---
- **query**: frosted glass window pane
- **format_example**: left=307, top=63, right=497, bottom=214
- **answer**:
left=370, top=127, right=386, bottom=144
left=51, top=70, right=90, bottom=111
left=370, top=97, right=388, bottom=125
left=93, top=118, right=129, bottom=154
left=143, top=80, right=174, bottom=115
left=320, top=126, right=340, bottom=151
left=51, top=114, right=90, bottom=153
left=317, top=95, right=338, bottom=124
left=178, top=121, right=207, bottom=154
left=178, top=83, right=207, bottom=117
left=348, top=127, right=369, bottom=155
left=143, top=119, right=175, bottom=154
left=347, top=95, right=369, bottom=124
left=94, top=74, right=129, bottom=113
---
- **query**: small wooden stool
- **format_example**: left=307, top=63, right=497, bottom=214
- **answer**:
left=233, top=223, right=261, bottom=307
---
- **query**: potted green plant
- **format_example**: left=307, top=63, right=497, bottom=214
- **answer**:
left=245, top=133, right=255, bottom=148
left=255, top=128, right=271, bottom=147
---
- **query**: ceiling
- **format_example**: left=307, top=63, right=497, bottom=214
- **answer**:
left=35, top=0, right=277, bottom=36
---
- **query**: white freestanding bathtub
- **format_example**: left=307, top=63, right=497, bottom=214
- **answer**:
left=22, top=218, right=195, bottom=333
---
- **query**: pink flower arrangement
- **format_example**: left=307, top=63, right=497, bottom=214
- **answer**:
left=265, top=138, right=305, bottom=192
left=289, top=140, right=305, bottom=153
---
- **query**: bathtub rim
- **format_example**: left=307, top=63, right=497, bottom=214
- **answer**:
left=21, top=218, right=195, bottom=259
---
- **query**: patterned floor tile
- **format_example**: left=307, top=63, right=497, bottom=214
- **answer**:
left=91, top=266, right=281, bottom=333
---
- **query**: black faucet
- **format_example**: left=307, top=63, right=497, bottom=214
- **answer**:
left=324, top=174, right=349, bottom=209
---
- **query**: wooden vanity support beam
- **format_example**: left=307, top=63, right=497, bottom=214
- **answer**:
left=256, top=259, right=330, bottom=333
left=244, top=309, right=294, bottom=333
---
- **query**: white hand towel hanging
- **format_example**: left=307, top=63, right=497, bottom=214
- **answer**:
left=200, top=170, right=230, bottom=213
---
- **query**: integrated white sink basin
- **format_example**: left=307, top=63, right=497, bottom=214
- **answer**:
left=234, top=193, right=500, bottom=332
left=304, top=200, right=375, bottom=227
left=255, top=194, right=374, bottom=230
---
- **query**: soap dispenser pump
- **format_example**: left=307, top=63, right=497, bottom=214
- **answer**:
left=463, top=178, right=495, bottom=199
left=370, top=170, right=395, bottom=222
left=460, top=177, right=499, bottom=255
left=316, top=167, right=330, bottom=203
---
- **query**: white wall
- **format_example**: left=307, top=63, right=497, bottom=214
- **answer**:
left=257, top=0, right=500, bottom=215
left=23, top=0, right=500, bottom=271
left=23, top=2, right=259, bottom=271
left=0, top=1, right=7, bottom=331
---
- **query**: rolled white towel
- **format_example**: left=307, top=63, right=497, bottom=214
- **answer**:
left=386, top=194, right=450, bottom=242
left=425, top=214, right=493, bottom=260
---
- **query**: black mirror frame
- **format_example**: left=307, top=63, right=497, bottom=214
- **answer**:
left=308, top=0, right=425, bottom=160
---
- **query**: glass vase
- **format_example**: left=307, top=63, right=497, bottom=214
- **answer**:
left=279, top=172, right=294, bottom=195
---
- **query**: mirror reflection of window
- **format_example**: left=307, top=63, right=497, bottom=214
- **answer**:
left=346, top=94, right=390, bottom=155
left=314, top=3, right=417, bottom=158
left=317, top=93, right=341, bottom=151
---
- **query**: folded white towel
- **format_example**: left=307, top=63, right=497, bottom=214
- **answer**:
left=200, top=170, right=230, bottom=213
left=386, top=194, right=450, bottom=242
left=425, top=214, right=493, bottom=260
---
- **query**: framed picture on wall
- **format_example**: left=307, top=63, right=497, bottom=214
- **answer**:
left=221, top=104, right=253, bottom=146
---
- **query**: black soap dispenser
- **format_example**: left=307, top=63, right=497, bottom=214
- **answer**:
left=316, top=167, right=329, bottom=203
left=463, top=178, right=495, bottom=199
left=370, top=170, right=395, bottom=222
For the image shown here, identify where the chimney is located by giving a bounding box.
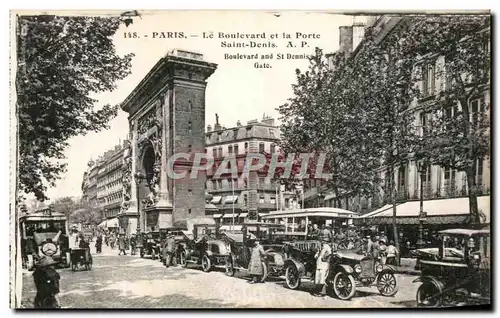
[261,117,275,127]
[352,21,366,51]
[214,113,221,131]
[339,26,353,54]
[236,120,242,127]
[207,124,212,132]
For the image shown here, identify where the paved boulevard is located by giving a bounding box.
[21,244,419,308]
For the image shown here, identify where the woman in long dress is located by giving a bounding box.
[248,240,266,284]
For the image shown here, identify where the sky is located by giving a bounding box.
[42,11,359,202]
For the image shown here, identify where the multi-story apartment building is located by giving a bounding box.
[204,115,298,227]
[81,141,127,221]
[308,16,491,222]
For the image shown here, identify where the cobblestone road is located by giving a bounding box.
[21,245,418,308]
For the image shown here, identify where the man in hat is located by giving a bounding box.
[163,234,176,267]
[248,239,266,284]
[33,256,61,308]
[129,233,137,255]
[312,236,332,297]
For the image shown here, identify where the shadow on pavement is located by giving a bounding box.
[391,300,416,308]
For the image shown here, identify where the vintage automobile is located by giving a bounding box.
[328,251,399,300]
[139,231,161,259]
[283,242,399,300]
[412,228,490,307]
[175,218,229,272]
[71,247,93,271]
[224,222,286,282]
[158,227,186,266]
[20,208,71,270]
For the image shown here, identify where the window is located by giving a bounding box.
[419,112,428,136]
[470,98,485,127]
[188,144,192,153]
[259,143,265,153]
[212,148,217,158]
[444,167,456,180]
[259,195,265,204]
[188,208,192,214]
[259,177,265,188]
[243,194,248,206]
[244,142,248,153]
[234,144,239,155]
[269,129,275,138]
[476,158,484,178]
[421,166,432,183]
[270,143,276,153]
[188,121,192,133]
[212,180,217,190]
[217,180,222,190]
[398,165,406,191]
[228,145,233,154]
[422,62,436,97]
[218,147,223,158]
[270,197,276,205]
[188,100,192,111]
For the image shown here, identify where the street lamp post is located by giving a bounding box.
[134,172,146,234]
[416,161,427,249]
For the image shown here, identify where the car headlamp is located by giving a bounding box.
[354,264,362,273]
[376,264,383,272]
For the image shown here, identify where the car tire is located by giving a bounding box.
[377,272,399,296]
[285,264,301,290]
[416,282,443,307]
[202,254,211,272]
[332,272,356,300]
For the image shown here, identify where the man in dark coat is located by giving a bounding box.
[130,234,137,255]
[33,256,61,308]
[95,235,102,253]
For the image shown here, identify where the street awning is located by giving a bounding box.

----

Would you copy all the material exactly, dropping the pictures?

**Result below**.
---
- **query**: frosted glass window pane
- **format_example**: left=307, top=63, right=497, bottom=214
- **answer**:
left=370, top=127, right=386, bottom=144
left=51, top=70, right=90, bottom=111
left=370, top=97, right=388, bottom=125
left=93, top=118, right=129, bottom=154
left=143, top=80, right=174, bottom=115
left=320, top=126, right=340, bottom=151
left=51, top=114, right=90, bottom=153
left=317, top=95, right=338, bottom=124
left=178, top=121, right=207, bottom=154
left=178, top=83, right=207, bottom=117
left=348, top=127, right=369, bottom=155
left=143, top=119, right=175, bottom=154
left=347, top=95, right=369, bottom=124
left=94, top=74, right=129, bottom=113
---
- **query**: small wooden stool
- **format_example**: left=307, top=63, right=497, bottom=214
- **answer**:
left=233, top=223, right=261, bottom=307
---
- **query**: potted green plant
- **format_example**: left=307, top=63, right=497, bottom=214
- **answer**:
left=245, top=133, right=255, bottom=148
left=255, top=128, right=271, bottom=147
---
- **query**: ceiling
- **format_example**: left=307, top=63, right=497, bottom=214
- **answer**:
left=35, top=0, right=277, bottom=36
---
- **query**: white freestanding bathtub
- **format_example**: left=307, top=63, right=497, bottom=214
- **answer**:
left=22, top=218, right=195, bottom=333
---
- **query**: pink flower arrangement
- **format_example**: left=307, top=63, right=497, bottom=214
- **answer**:
left=265, top=138, right=305, bottom=192
left=289, top=140, right=305, bottom=153
---
- **query**: bathtub rim
- **format_example**: left=307, top=63, right=497, bottom=214
- **answer**:
left=21, top=218, right=195, bottom=259
---
- **query**: patterned floor tile
- **format_example**: left=307, top=63, right=497, bottom=214
- **answer**:
left=91, top=266, right=281, bottom=333
---
- **query**: black faucet
- **format_example**: left=307, top=63, right=497, bottom=214
- **answer**:
left=324, top=174, right=349, bottom=209
---
- **query**: wooden vanity support beam
- **format_example**: left=307, top=63, right=497, bottom=214
- **answer**:
left=256, top=259, right=330, bottom=333
left=244, top=309, right=294, bottom=333
---
- **query**: white hand towel hanging
- **format_example**: left=307, top=63, right=497, bottom=214
- **answer**:
left=200, top=170, right=230, bottom=213
---
- **query**: integrated white sink basin
- **format_example**: left=307, top=63, right=497, bottom=214
- **answer**:
left=234, top=193, right=500, bottom=332
left=304, top=200, right=375, bottom=227
left=255, top=194, right=374, bottom=230
---
- **query**: soap dispenser pump
- **format_example**: left=307, top=63, right=497, bottom=214
- **answer**:
left=463, top=178, right=495, bottom=199
left=370, top=170, right=395, bottom=222
left=460, top=177, right=499, bottom=255
left=316, top=167, right=330, bottom=203
---
- **query**: white wall
- **format_example**: left=307, top=63, right=497, bottom=214
- **answer**:
left=257, top=0, right=500, bottom=215
left=23, top=0, right=500, bottom=271
left=23, top=2, right=259, bottom=271
left=0, top=1, right=7, bottom=331
---
- **query**: rolled white towel
- **format_example**: left=307, top=63, right=497, bottom=214
- **answer**:
left=386, top=194, right=450, bottom=242
left=425, top=214, right=493, bottom=260
---
- **query**: black mirror frame
- **format_example**: left=307, top=63, right=497, bottom=214
- **answer**:
left=308, top=0, right=425, bottom=160
---
- **query**: glass vase
- **format_example**: left=307, top=63, right=497, bottom=214
- **answer**:
left=279, top=172, right=294, bottom=195
---
- **query**: mirror reflection of window
- **format_example**: left=307, top=63, right=497, bottom=214
- **answer**:
left=346, top=94, right=390, bottom=155
left=314, top=3, right=417, bottom=158
left=317, top=93, right=341, bottom=151
---
- **query**: folded white towel
- **format_example**: left=307, top=63, right=497, bottom=214
- **answer**:
left=200, top=170, right=230, bottom=213
left=386, top=194, right=450, bottom=242
left=425, top=214, right=493, bottom=260
---
- **query**: framed picture on wall
- **format_example**: left=307, top=63, right=497, bottom=214
- **answer**:
left=221, top=104, right=253, bottom=146
---
- **query**: black soap dispenser
- **format_example**: left=307, top=63, right=497, bottom=214
- **answer**:
left=316, top=167, right=329, bottom=203
left=463, top=178, right=495, bottom=199
left=370, top=170, right=395, bottom=222
For the image shown here, identify where the chimney is located by giving a bounding box.
[261,117,275,127]
[352,21,366,51]
[214,113,221,131]
[339,26,353,54]
[236,120,242,127]
[207,124,212,132]
For the image shown here, identify where the paved boulevard is located by giving a bounding box.
[21,244,419,308]
For the image shown here, identify where the woman in long dress is located by giving a bounding box.
[248,240,266,284]
For the image shown here, identify where the sky is located by giving a bounding box.
[42,11,359,202]
For the image shown here, identify where the multi-story apartment building is located by giving a bounding box.
[204,115,298,227]
[81,141,127,221]
[308,16,491,222]
For the image shown here, identify where the cobblestone road is located by giving a bounding box.
[21,245,418,308]
For the image shown here, identify where the man in hat is located by giving a bounding box.
[163,234,176,267]
[248,239,266,284]
[33,256,61,308]
[129,233,137,255]
[312,236,332,297]
For the image shown here, identify where the shadow on pavement is located by giving a bounding box.
[391,300,416,308]
For the image shown here, identify where the vintage automobile is located by giving a bounding box.
[328,251,399,300]
[139,231,161,259]
[283,242,399,300]
[412,228,490,307]
[175,218,229,272]
[71,247,93,271]
[224,222,286,282]
[158,227,186,266]
[20,208,71,270]
For the image shown here, identify where the window is located by giving a bounding box.
[419,112,428,136]
[470,98,485,127]
[188,144,192,153]
[259,143,265,153]
[212,148,217,158]
[444,167,456,180]
[259,195,265,204]
[188,208,192,214]
[259,177,265,188]
[243,194,248,206]
[244,142,248,153]
[234,144,239,155]
[269,129,275,138]
[476,158,484,178]
[421,166,432,183]
[270,143,276,153]
[188,121,192,133]
[212,180,217,190]
[217,180,222,190]
[398,165,406,191]
[228,145,233,154]
[422,62,436,97]
[218,147,223,158]
[270,197,276,205]
[188,100,192,111]
For the image shown here, identify where the street lamp post is located by giving a bounding box.
[134,172,146,234]
[416,161,427,249]
For the image shown here, identify where the car headlamp is located by giving a bounding box.
[354,264,362,273]
[376,264,383,272]
For the image shown here, identify where the car tire is located by giving a bounding box.
[377,272,399,296]
[285,264,301,290]
[416,282,443,307]
[202,254,211,272]
[332,272,356,300]
For the image shown here, identify where the man in dark coat is located by giving a bounding box.
[130,234,137,255]
[33,256,61,308]
[95,235,102,253]
For the image shown here, identify where the street awning is located by giving a bounding box.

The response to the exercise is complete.